**Belge:**
↓↓↓
Zamanımı Senin razı olduğun ameller ve ibadetler yerine, boş, batıl işler ile geçirmekten, kerahet vakitlerinde uyumaktan, dünyanın eğlencesine dalıp mukaddes geceler ve anların kıymetini bilmemekten, o anları ibadetle tevbe ile Sana sığınarak geçirmemekten, razı olduğun mekânlar ve insanlar yerine, razı olmadığın insanlar ve mekânlara gitmekten, iyiliği emretmeyi, kötülüğü men etmeyi terk etmekten, üzerime farz olan ilimleri öğrenmemekten, öğretmemekten, ilmi öğreten ve öğrenenlere maddi manevi destek olmamaktan, söylenmesi hak olan ilmi saklayıp, gerekli olan yerde söylememekten, hakkı insanlardan gizlemekten, ilmin kıymetini bilmemekten, ilmin zekatını ve sadakasını vermemekten, ilmi yanlış, eksik veya nefsimizden anlatmaktan, nasip olan ilim sebebi ile enaniyete kapılmaktan, imkânımız olduğu halde ilim öğrenenlere, hizmet edenlere, çalışanlara, gerekli ortamı sağlamayarak, abdest almalarına, namaz kılmalarına ve ibadet etmelerine müsaade etmemekten, zalimlere ve insanlara zulmedenlere yardım etmekten, Dünyada gördüğümüz zulme ve zalimliğe tepki göstermeyerek toplumu uyandırmamaktan, zalimin zulmü altında bulunan mümin kardeşlerimize dua ve yardım etmemekten, kötülüğü engellemeye gücümüz yettiği halde; el, dil, kalp ile buğz etmemekten, İslâm’ı ve mukaddesatımızı savunmamaktan, İslâm için gayret edenlere maddi manevi yardım etmemekten, İslâm’ın aleyhine çalışanları maddi manevi destekleyip, İslam düşmanlarına, dinsizlere ve dinsizliğe taraftar olmaktan, zamanın silahı ile zamana göre cihat etmemekten (örneğin sosyal medya), savaşta düşmandan kaçmaktan, tembellik yaparak mübah olan sanat ve fende diğer milletlerden aşağı kalmaktan, halkın malını zimmetime geçirmekten, yönetici ve idareciler hakkında su-i zanda, iftiralarda bulunarak sürekli eleştiri, dedikodu, gıybetlerini yapmaktan ve başkalarına da vesile olmaktan, millet ve memleket menfaatlerini kendi istek ve menfaatimizin altında tutup, yapıcı olmayıp yıkıcı olmaktan, sadece Senin rızan için; ruhen bedenen kalben, nefsen pişmanım. Evvelinden ahirine tüm zerrelerimizle, ilmin adedince tevbe ettim Ya Rabbi! Estağfurullah. Estağfurullah. Estağfurullah!
↑↑↑
**Verilen Görev A:** Listede "trace" kelimesi geçen satırların hepsini olduğu gibi göster.
Buradaki listenin tövbe duasıyla hiçbir bağlantısı yoktur.

**Kayıt Kümesi:**
↓↓↓
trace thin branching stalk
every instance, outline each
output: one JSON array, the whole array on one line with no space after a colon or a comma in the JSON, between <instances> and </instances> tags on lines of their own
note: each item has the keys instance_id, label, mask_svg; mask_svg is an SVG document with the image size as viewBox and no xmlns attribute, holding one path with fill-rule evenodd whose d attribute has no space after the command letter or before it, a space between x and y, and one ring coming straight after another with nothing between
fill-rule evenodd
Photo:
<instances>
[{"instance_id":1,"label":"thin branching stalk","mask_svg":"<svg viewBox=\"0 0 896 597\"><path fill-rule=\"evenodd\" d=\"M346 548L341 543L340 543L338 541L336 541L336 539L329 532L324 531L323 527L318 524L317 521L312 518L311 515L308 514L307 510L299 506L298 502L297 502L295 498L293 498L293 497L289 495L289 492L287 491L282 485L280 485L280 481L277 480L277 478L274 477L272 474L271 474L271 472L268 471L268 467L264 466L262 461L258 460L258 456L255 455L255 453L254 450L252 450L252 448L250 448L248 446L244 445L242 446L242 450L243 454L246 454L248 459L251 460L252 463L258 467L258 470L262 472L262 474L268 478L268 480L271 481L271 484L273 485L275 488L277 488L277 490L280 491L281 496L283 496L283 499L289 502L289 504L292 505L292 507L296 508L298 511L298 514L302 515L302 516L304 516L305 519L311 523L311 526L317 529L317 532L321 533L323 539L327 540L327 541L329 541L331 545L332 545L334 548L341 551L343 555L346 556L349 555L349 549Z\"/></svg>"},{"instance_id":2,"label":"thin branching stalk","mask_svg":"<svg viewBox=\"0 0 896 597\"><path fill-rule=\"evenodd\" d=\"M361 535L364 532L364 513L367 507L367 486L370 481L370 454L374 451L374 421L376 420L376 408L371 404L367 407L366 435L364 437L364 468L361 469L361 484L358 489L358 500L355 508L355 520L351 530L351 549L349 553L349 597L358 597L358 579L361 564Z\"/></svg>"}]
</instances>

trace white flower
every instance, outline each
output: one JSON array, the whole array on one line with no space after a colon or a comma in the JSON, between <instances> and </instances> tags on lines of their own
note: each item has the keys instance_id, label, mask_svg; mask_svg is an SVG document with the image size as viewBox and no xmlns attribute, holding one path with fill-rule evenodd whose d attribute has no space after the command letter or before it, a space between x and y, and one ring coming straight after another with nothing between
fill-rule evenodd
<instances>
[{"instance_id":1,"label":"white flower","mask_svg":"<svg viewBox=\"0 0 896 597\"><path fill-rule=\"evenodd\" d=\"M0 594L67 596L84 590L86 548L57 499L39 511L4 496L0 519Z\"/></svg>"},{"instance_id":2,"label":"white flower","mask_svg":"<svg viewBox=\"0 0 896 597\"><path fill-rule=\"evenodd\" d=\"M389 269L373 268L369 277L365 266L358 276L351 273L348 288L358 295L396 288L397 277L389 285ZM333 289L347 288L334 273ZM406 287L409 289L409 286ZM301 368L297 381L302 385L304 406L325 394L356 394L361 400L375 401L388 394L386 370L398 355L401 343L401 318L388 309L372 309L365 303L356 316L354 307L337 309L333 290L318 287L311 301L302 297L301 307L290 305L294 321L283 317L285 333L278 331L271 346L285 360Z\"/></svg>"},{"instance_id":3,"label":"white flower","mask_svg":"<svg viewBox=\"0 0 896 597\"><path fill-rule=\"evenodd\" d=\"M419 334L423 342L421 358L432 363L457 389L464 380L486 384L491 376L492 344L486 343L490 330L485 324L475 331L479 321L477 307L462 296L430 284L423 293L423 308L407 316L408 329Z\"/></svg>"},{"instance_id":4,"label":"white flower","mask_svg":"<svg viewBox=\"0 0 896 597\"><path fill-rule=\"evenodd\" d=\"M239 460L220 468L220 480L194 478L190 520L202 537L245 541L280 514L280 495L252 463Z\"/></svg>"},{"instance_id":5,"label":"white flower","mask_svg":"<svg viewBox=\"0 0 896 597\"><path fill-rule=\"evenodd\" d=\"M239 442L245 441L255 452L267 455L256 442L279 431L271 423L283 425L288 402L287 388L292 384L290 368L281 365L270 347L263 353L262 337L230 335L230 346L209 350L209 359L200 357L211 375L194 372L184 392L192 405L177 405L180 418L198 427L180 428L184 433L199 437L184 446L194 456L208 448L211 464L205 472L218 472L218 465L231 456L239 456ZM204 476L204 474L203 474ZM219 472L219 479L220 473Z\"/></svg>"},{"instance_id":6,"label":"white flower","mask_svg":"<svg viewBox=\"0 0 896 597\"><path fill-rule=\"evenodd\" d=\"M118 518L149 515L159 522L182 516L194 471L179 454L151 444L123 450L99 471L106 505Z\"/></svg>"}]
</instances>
↑↑↑
**Verilen Görev B:** Tövbe duasını kaldığı yerden sürdür.

**Beklenen Çıktı A:**
trace thin branching stalk
trace white flower

**Beklenen Çıktı B:**
Kendi anne baba ve eşlerimizin anne babasına karşı gelmekten, asi olmaktan, sesimizi yükseltmekten, hürmet etmemekten, onları küçük görüp utanarak beğenmemekten, kıymetlerini bilmemekten, küfürlü konuşmaktan, el kaldırmaktan, lanet ve beddua etmekten, anne babamıza yaptığımız hatalardan dolayı kendi çocuklarımız ile yaşayacağımız imtihanlara sebep olmaktan, evlatlarımıza Senden daha çok merhamet etmekten, evlatlarımıza gelecek sağlamak düşüncesiyle Sana ve kefil olduğun rızkına güvenmemekten, mallarımıza, çocuklarımıza, soyumuza, evlilik ve mürüvvetlere, kendimize ve ailemize lanet etmekten, yarattığın kullarına; insanlara, hayvanlara, bitkilere, mahlukata zarar ve eziyet ederek haksız yere yaralanmalarına ve ölümlerine sebep olmaktan, intihar etmekten, aile bireyleri arasında Rabbimin rızasına
(2. SAYFA)
uygun davranmamaktan, aile içinde şiddet uygulamaktan, ailemize zaman ayırmamaktan, güler yüzlü olmamaktan, saygı ve sevgi göstermemekten, evlatlar arasında ayrımcılık yapmaktan, aile içinde dengeyi korumamaktan, zorla kusur arayarak aile birliğini bozmaktan, keyfî olarak boşanmaktan, aile bireylerinin ihtiyaçlarını helal yoldan temin etmemekten, aileyi koruyup, kollamamaktan, anne, baba, kardeşler ve akrabalar ile küs ve kırgın olmaktan, akrabalık bağını kesip, âlimleri akrabaları komşuları ihmal edip, Sıla-i Rahimi kesmekten, anne baba atalarımın ve Ümmeti Muhammed’in (s.a.v) affını istememekten, akrabaya yardım ve duayı esirgemekten, hasta, cenaze ve “İslami şartlara uygun olmak kaydı ile” düğünlere gitmemekten, komşuluk vasıflarını yerine getirmemekten, komşu haklarına riayet etmeyip eziyet ederek mülküne tecavüz etmekten, hâlini hatırını sormamaktan, komşum açken tok yatmaktan, hoşgörüyü esirgemekten, selam vermemekten sadece Senin rızan için ruhen, bedenen, kalben, nefsen pişmanım. Evvelinden ahirine tüm zerrelerimizle, ilmin adedince tevbe ettim Ya Rabbi! Estağfurullah. Estağfurullah. Estağfurullah!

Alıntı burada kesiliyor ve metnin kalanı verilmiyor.